_USING THE INFORMATION_:
**1)** Condense the paragraph of the muffin recipe beginning "The muffins do have consistency" into a short bulleted list that keeps its main facts.
**2)** Carry on writing the muffin recipe from the point where it stops.

_DOCUMENT EXCERPT_:
* * *
Banana & Peanut Butter Oat Muffins – Gluten Free Option included

I found this US recipe from a blog called “She Likes Food” from Pinterest and liked the healthy take of baked oats with great flavours. It was simple enough to modify the recipe with healthy substitutes and from US imperial to metric measurements.

It’s a simple all in one bowl recipe which is always a bonus! I’ve also given both standard and gluten free versions so you can choose which suits you best.

It’s such a classic flavour combination of banana and peanut butter that I knew they would work out great and be a nice treat without too much guilt. They freeze really well so it’s handy to make two batches and have them for running out the door or when hunger suddenly hits mid afternoon!

The muffins do have consistency that might be an issue for some. I have one in my house who is not a fan of “bits” so even when I make my Chocolate Digestive Biscuit recipe, he prefers the oats to be less “rustic”. The way around this would be to blitz the oats, once measured, to a finer grain so it’s less “porridgey” if you know what I mean. Look if you have one of these in your house, you’ll know exactly what I’m talking about!

I’m going to try this basic recipe with other flavour combinations as I think it’s a winner.


335g oats (gluten free if necessary)
1 1/2 tsp ground cinnamon
1 tsp baking powder
1/2 tsp salt
35g organic coconut sugar (you can also use brown sugar if you like)**
450ml almond milk or coconut milk, oat milk, etc,
40ml maple syrup (I used a sugar substitute called Sweet Freedom)
105g crunchy peanut butter (I used Kelkin Organic but you can use any flavoured butter such as almond, cashew, etc., and of course if you like, you can use smooth peanut butter)
* * *
_Stored items_:
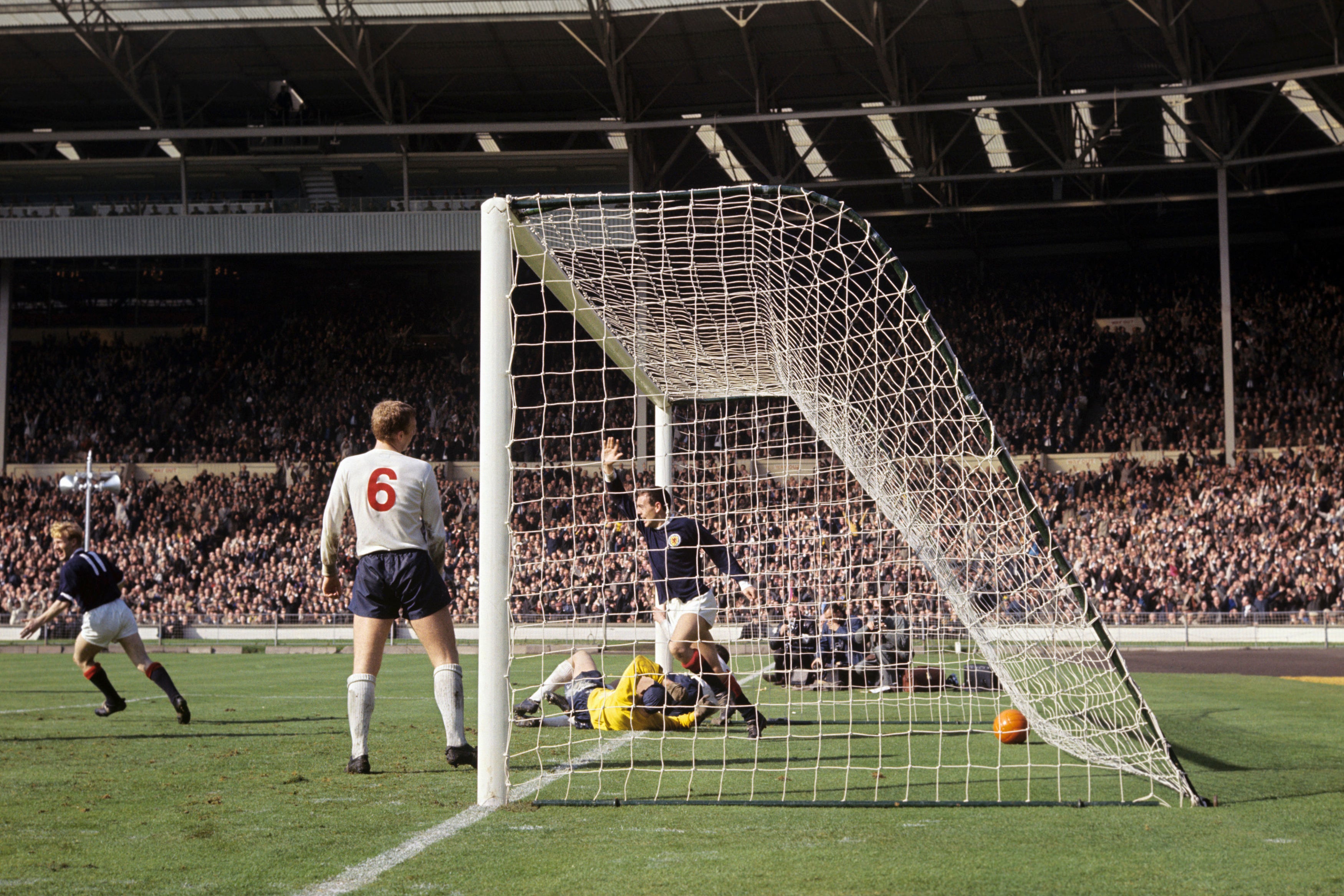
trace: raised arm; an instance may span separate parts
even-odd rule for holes
[[[625,489],[621,474],[616,469],[616,462],[621,459],[621,449],[614,438],[607,438],[602,445],[602,482],[606,493],[612,498],[612,509],[618,520],[634,519],[634,494]]]
[[[70,609],[69,600],[66,600],[63,596],[56,598],[55,600],[51,602],[51,604],[46,609],[46,611],[42,613],[42,615],[28,619],[27,625],[24,625],[23,629],[19,631],[19,637],[27,638],[30,634],[38,631],[39,629],[42,629],[42,626],[47,625],[48,622],[51,622],[69,609]]]

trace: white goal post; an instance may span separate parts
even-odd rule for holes
[[[655,404],[659,485],[673,482],[675,408],[785,402],[899,532],[1035,735],[1175,802],[1204,802],[952,347],[868,222],[824,196],[759,185],[496,197],[481,214],[481,805],[508,798],[511,302],[521,265]],[[663,650],[657,660],[669,665]]]

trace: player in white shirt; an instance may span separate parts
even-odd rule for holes
[[[434,700],[448,733],[445,756],[453,767],[476,767],[476,747],[462,728],[462,666],[444,584],[444,512],[434,467],[402,451],[415,438],[415,408],[380,402],[374,408],[372,451],[340,462],[323,514],[323,594],[340,594],[340,532],[345,512],[355,517],[359,567],[351,591],[355,615],[355,669],[345,680],[351,758],[345,771],[368,774],[368,721],[383,645],[401,611],[434,666]]]

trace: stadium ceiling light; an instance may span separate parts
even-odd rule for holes
[[[681,117],[694,121],[700,117],[700,113],[689,113]],[[751,183],[751,175],[747,173],[746,167],[735,154],[732,154],[732,150],[728,149],[727,144],[723,142],[723,138],[719,137],[719,132],[715,130],[714,125],[700,125],[695,129],[695,136],[700,138],[700,142],[704,144],[704,148],[710,150],[710,154],[719,163],[719,168],[723,169],[723,173],[726,173],[732,183]]]
[[[1329,109],[1321,109],[1306,87],[1289,78],[1279,87],[1279,93],[1288,97],[1288,101],[1297,106],[1297,110],[1306,116],[1332,144],[1336,146],[1344,144],[1344,125],[1340,125],[1339,118],[1332,116]]]
[[[864,109],[874,109],[876,106],[884,106],[886,103],[879,99],[878,102],[866,102],[860,105]],[[906,149],[906,141],[900,138],[900,132],[896,130],[895,120],[888,113],[879,111],[868,116],[868,122],[878,133],[878,142],[882,144],[882,152],[887,154],[887,161],[891,163],[891,169],[898,175],[913,175],[915,167],[910,160],[910,152]]]
[[[1086,90],[1070,90],[1070,94],[1087,93]],[[1101,160],[1097,157],[1097,144],[1093,141],[1093,134],[1097,133],[1097,125],[1091,120],[1091,103],[1086,99],[1079,99],[1078,102],[1068,106],[1073,113],[1074,122],[1074,159],[1081,161],[1083,165],[1098,165]]]
[[[1181,85],[1163,86],[1180,87]],[[1163,102],[1171,106],[1171,109],[1163,109],[1163,154],[1167,161],[1185,161],[1185,156],[1189,154],[1189,134],[1185,133],[1185,128],[1189,125],[1185,103],[1189,102],[1189,97],[1183,93],[1163,94]]]
[[[780,111],[793,111],[793,109],[781,109]],[[821,157],[821,152],[812,142],[812,137],[808,134],[808,129],[802,126],[802,122],[797,118],[785,118],[784,128],[789,132],[789,140],[793,141],[793,149],[798,153],[798,159],[812,172],[812,179],[835,180],[835,175],[831,173],[831,165]]]
[[[970,102],[985,99],[984,94],[966,97]],[[1077,105],[1077,103],[1074,103]],[[976,109],[976,129],[980,130],[980,142],[985,145],[985,154],[989,156],[989,167],[997,172],[1012,171],[1012,159],[1008,156],[1007,133],[999,124],[999,110],[993,106]]]
[[[603,118],[602,121],[620,121],[620,120],[618,118]],[[624,130],[609,130],[609,132],[606,132],[606,142],[612,144],[612,149],[621,149],[621,150],[629,149],[629,146],[625,142],[625,132]]]

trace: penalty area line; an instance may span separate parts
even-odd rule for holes
[[[741,678],[738,678],[738,684],[747,684],[753,678],[761,677],[762,674],[769,672],[770,666],[773,665],[774,665],[773,662],[767,664],[765,668],[757,672],[742,676]],[[591,764],[598,759],[601,759],[602,756],[605,756],[606,754],[614,752],[616,750],[628,746],[632,740],[640,737],[645,732],[642,731],[628,731],[618,737],[613,737],[601,747],[594,747],[593,750],[589,750],[586,754],[583,754],[582,756],[579,756],[578,759],[575,759],[569,764],[556,766],[551,771],[538,775],[536,778],[532,778],[531,780],[527,780],[519,785],[517,787],[511,787],[508,799],[509,802],[527,799],[528,797],[539,791],[542,787],[546,787],[547,785],[559,780],[574,768]],[[378,856],[374,856],[372,858],[366,858],[360,864],[351,865],[349,868],[347,868],[345,870],[343,870],[341,873],[336,875],[329,880],[324,880],[320,884],[313,884],[306,889],[298,891],[297,896],[337,896],[339,893],[349,893],[362,887],[367,887],[368,884],[372,884],[375,880],[378,880],[378,877],[384,870],[391,870],[392,868],[401,865],[403,861],[419,856],[422,852],[425,852],[434,844],[442,840],[448,840],[453,834],[470,827],[478,821],[488,818],[497,809],[499,806],[470,806],[469,809],[464,809],[462,811],[457,813],[448,821],[439,822],[438,825],[434,825],[427,830],[422,830],[421,833],[415,834],[414,837],[402,842],[401,845],[388,849],[386,853],[380,853]]]

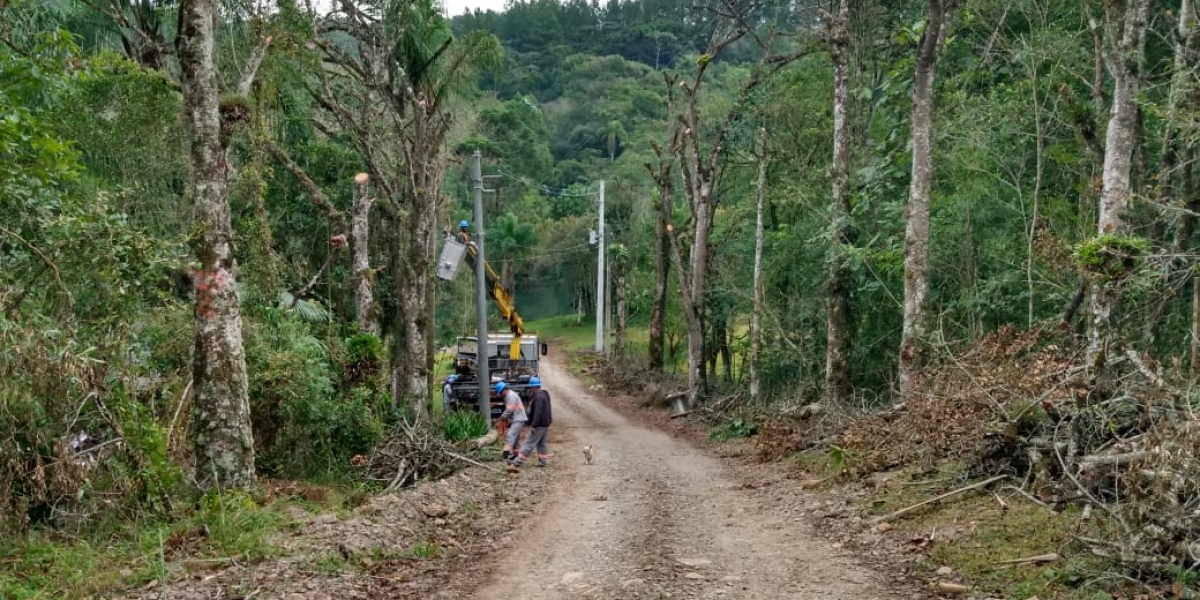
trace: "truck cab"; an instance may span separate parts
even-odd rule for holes
[[[545,342],[538,340],[536,334],[524,334],[520,341],[518,358],[511,356],[512,334],[488,334],[484,344],[482,356],[487,360],[487,372],[491,379],[488,385],[491,418],[494,421],[504,413],[504,401],[496,394],[496,384],[504,382],[509,389],[517,392],[521,400],[529,401],[529,378],[539,376],[538,362],[548,352]],[[476,366],[480,360],[479,340],[475,336],[461,336],[455,347],[454,373],[458,377],[450,390],[454,396],[451,409],[474,410],[479,398],[479,379]]]

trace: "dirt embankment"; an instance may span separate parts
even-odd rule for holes
[[[556,361],[551,466],[491,462],[346,514],[292,511],[278,558],[170,560],[187,599],[923,598],[886,544],[821,535],[859,523],[847,498],[775,466],[716,455],[665,416],[598,398]],[[659,419],[664,419],[659,422]],[[584,464],[584,444],[595,449]],[[745,452],[749,455],[749,452]],[[823,526],[822,526],[823,527]],[[168,557],[170,559],[170,557]],[[157,584],[124,598],[161,598]]]

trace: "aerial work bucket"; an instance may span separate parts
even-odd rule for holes
[[[688,402],[690,391],[680,391],[667,396],[671,401],[671,418],[677,419],[691,413],[691,402]]]

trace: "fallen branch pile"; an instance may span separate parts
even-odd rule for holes
[[[432,427],[401,422],[379,444],[366,464],[371,481],[396,490],[421,479],[440,479],[462,466],[454,446]]]
[[[1180,407],[1136,440],[1136,449],[1079,467],[1076,482],[1120,528],[1115,539],[1084,539],[1099,556],[1140,570],[1200,568],[1200,420]],[[1110,481],[1115,498],[1090,493]]]

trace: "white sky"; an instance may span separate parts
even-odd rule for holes
[[[442,5],[445,6],[448,17],[457,17],[468,8],[496,12],[504,10],[504,0],[442,0]]]
[[[463,12],[466,12],[468,8],[472,11],[474,11],[475,8],[480,8],[484,11],[503,12],[505,2],[505,0],[439,0],[439,1],[442,2],[442,6],[444,6],[446,10],[446,17],[457,17]],[[313,6],[317,7],[317,12],[324,14],[334,7],[335,2],[336,0],[313,0]],[[0,5],[2,4],[4,2],[0,1]]]

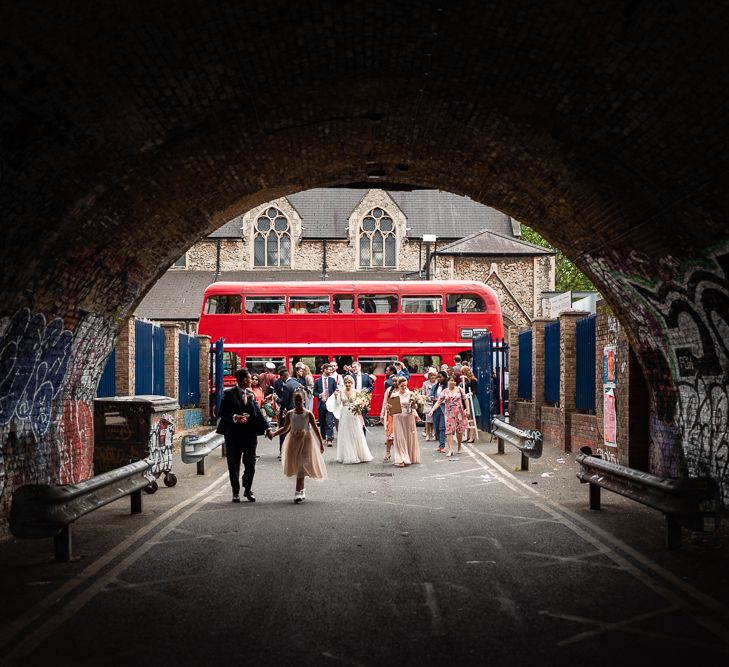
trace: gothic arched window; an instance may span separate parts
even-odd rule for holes
[[[359,227],[361,269],[395,268],[395,223],[381,208],[373,208]]]
[[[253,266],[291,266],[288,218],[274,206],[258,216],[253,234]]]

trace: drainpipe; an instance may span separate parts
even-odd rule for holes
[[[213,282],[220,278],[220,239],[215,239],[215,245],[215,279]]]

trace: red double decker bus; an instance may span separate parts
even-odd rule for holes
* * *
_ANSWERS TO THE PROBLEMS_:
**1)**
- The muffins have a texture that some people may not like.
- One person in the writer's household dislikes "bits" and prefers less "rustic" oats, even in the writer's Chocolate Digestive Biscuit recipe.
- Blitzing the oats to a finer grain after measuring them makes the muffins less "porridgey."
- Readers who live with someone like this will understand the problem.

**2)**
2 large bananas, mashed
2 tsp vanilla extract

If you like, add a scoop of protein powder to the mix, some Chia Seeds or mixed seeds. I would think that if you have a chocolate based protein powder, it would work well with the banana and peanut butter mix but vanilla will also be grand.

** Note: If you prefer a sweeter result, use 50g of sugar)


Preheat oven to 190C Fan.

In a large bowl, add all the dry ingredients and give them a good stir.

Then add the other ingredients and mix well until it’s all combined. I gave the peanut butter a good stir before adding so I wouldn’t have big clumps.

The result will be quite wet which is what you’re looking for.

Spray a muffin tin with non stick spray and scoop the oatmeal mix using a large ice cream scoop. I wasn’t feeling particularly well and you can see the difference between my first batch ……..

and the second when I actually paid a bit of attention to detail …..

As I had reduced the sugar quantity, before baking I sprinkled a little bit of the Organic Coconut Sugar and oats on top just for a little bit of sweetness and crunch.

Bake them for 20 – 22 minutes until they are cooked through. Remove and after a few minutes, just prise them gently out of the tin and leave to cool on a wire rack.

The muffins will last for up to 5 days in an airtight container and they freeze really well.